What the exercise asks
Turn every line of the records below into one numbered list, skipping any blank lines. Leave the pictures out of the answer.

Source records
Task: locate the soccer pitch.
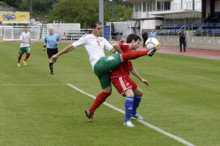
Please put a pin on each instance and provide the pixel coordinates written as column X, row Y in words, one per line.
column 37, row 108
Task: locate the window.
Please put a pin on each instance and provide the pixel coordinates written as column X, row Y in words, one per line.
column 159, row 6
column 144, row 7
column 163, row 5
column 153, row 6
column 166, row 6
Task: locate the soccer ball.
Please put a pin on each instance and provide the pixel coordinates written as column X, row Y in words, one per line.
column 152, row 43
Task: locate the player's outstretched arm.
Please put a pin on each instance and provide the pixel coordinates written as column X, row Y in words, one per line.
column 135, row 73
column 65, row 50
column 117, row 48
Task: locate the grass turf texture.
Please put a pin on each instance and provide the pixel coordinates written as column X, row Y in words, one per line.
column 183, row 99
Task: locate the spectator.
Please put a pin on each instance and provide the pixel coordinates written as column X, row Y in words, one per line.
column 182, row 39
column 153, row 34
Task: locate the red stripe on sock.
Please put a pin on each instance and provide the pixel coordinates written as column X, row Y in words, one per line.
column 98, row 101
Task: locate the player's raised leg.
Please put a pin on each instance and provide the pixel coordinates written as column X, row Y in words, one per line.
column 128, row 107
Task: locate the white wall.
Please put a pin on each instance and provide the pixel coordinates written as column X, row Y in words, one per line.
column 217, row 6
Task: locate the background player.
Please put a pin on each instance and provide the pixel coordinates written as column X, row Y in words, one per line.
column 125, row 85
column 51, row 40
column 24, row 46
column 101, row 64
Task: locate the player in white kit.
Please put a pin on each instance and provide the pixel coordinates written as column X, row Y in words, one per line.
column 24, row 46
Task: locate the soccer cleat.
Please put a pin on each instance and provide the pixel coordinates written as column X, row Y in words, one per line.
column 89, row 115
column 18, row 64
column 136, row 116
column 129, row 124
column 25, row 63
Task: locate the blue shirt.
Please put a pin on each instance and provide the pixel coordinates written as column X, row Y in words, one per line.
column 52, row 40
column 153, row 34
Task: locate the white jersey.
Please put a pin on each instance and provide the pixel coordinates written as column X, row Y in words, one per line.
column 25, row 37
column 94, row 46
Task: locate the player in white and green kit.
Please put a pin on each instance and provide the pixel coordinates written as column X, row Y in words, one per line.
column 24, row 46
column 101, row 64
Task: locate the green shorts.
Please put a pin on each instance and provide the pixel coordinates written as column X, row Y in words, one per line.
column 104, row 66
column 24, row 50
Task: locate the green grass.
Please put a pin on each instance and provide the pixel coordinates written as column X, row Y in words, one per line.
column 183, row 99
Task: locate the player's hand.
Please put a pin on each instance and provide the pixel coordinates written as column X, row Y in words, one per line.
column 151, row 52
column 122, row 40
column 145, row 82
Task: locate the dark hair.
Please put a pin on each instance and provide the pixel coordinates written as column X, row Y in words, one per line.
column 95, row 23
column 132, row 37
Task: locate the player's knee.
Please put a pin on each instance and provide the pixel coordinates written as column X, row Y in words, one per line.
column 108, row 90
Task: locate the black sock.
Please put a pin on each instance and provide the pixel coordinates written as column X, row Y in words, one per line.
column 51, row 67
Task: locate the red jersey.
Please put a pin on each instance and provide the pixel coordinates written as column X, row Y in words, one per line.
column 124, row 68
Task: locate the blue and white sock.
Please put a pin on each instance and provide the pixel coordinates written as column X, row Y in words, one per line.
column 137, row 100
column 128, row 108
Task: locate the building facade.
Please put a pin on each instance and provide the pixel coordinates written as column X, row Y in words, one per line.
column 148, row 14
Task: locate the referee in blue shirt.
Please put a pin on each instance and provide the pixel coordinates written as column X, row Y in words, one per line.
column 51, row 41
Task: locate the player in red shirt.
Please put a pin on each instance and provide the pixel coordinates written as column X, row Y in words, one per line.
column 124, row 84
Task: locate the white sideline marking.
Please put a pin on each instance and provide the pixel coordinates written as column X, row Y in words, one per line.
column 183, row 141
column 32, row 84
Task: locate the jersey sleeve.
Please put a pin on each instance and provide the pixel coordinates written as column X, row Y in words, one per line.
column 108, row 46
column 80, row 42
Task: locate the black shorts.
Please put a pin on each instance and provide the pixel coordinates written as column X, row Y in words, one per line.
column 51, row 52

Task solution
1. Task: locate the soccer pitch.
2. Please put a pin on each instance and provide the pixel coordinates written as column X, row Y in words, one per line.
3. column 37, row 108
4. Task: locate the window.
5. Please put a pin on each instance and provide the pixel coordinates written as column X, row Y in words, one per line.
6. column 159, row 6
7. column 144, row 7
8. column 163, row 5
9. column 153, row 6
10. column 166, row 6
11. Task: locate the soccer ball.
12. Please put a pin on each instance and provide the pixel coordinates written as column X, row Y in words, one per line.
13. column 152, row 43
14. Task: locate the player's outstretched arm.
15. Please put a pin on each instance and provide the pixel coordinates written as column X, row Y in words, one per line.
16. column 135, row 73
17. column 65, row 50
18. column 117, row 48
19. Task: locate the grass turf texture.
20. Please put a pin on each instance and provide the pixel coordinates written as column X, row Y in words, one per line.
21. column 183, row 99
22. Task: locate the spectator.
23. Please put a pin on each instance and provide the pixel coordinates written as column X, row Y in words, one per line.
24. column 182, row 39
25. column 153, row 34
26. Task: locate the red stripe on sock.
27. Please put a pin on each instance and provide the pixel coordinates written as column X, row Y in words, one per line.
28. column 98, row 101
29. Task: locate the player's raised leg.
30. Please put a pin on each instance and provide the pixel coordinates written as column X, row Y in words, one per line.
31. column 128, row 107
32. Task: locate the white wall.
33. Please put a pin on each instance and provide the pixel coordinates written as column X, row Y in words, one per line.
34. column 217, row 6
35. Task: locate the background player.
36. Please put a pin on each instance and provide the pixel coordinates written as column X, row Y in words, one per line.
37. column 125, row 85
38. column 51, row 40
39. column 24, row 46
40. column 101, row 64
41. Task: locate the player in white kit.
42. Please put a pin on each instance and provide the pixel coordinates written as column X, row Y in words, one per line.
43. column 24, row 46
44. Task: locate the soccer cleat.
45. Please put a pin on each instance and provide the pixel coordinates written as column X, row Y in words, one per line.
46. column 89, row 115
47. column 18, row 64
48. column 136, row 116
49. column 129, row 124
50. column 25, row 63
51. Task: locate the blue shirt.
52. Please put a pin on each instance and provide the pixel coordinates written as column X, row Y in words, one per line.
53. column 52, row 40
54. column 153, row 34
55. Task: locate the white jersey.
56. Please put a pin on each instance and provide the pixel coordinates written as column X, row Y in words, one per line.
57. column 25, row 37
58. column 94, row 46
59. Task: locate the player in white and green kit.
60. Please put a pin on each instance and provide the pixel coordinates written as column X, row Y in words, one per line.
61. column 24, row 46
62. column 101, row 64
63. Task: locate the green shorts.
64. Please put a pin on each instance and provide the pixel coordinates written as column X, row Y in words, one per line.
65. column 104, row 66
66. column 24, row 50
67. Task: locate the green grass.
68. Please put a pin on each instance and provide the pixel coordinates written as column X, row Y in words, one per line.
69. column 183, row 99
70. Task: locate the player's hand.
71. Please put a pin on each instance and provide the pixel coordinates written as column X, row Y in words, one per line.
72. column 151, row 52
73. column 122, row 40
74. column 145, row 82
75. Task: locate the dark hair.
76. Please put a pin on each instance and provide the pixel coordinates written as column X, row Y in words, one per line.
77. column 95, row 23
78. column 132, row 37
79. Task: locate the player's knee.
80. Please put a pin on each instance and provide the pixel coordinates written as column X, row Y in words, one per line.
81. column 108, row 90
82. Task: locate the black sock.
83. Please put a pin on each instance and provide the pixel coordinates written as column X, row Y in words, one per line.
84. column 51, row 67
85. Task: locate the red jersey.
86. Please put a pin on each instance and provide the pixel coordinates written as column X, row Y in words, one per line.
87. column 124, row 68
88. Task: locate the blue and white sock.
89. Please put a pin on each instance and provide the pixel coordinates written as column X, row Y in words, one per line.
90. column 137, row 100
91. column 128, row 108
92. Task: locate the building facade.
93. Please put a pin on each instance and provide the pixel coordinates written as column X, row Y in words, one per line.
94. column 148, row 14
95. Task: locate the referee in blue shirt.
96. Please put a pin on each instance and provide the pixel coordinates written as column X, row Y in words, one per line.
97. column 51, row 41
98. Task: locate the player in red shirt.
99. Please put a pin on each instance and provide the pixel coordinates written as column X, row Y in words, one per line.
100. column 124, row 84
101. Task: locate the white sideline marking.
102. Please put a pin on each instance and provide the pixel coordinates written as column X, row Y in words, one per line.
103. column 183, row 141
104. column 32, row 84
105. Task: locate the jersey sleeve.
106. Please put a pin on each instance and provide the pixel coordinates written as column X, row Y in words, one per line.
107. column 108, row 46
108. column 80, row 42
109. Task: locate the black shorts.
110. Please put a pin on each instance and provide the pixel coordinates written as column X, row Y in words, one per line.
111. column 51, row 52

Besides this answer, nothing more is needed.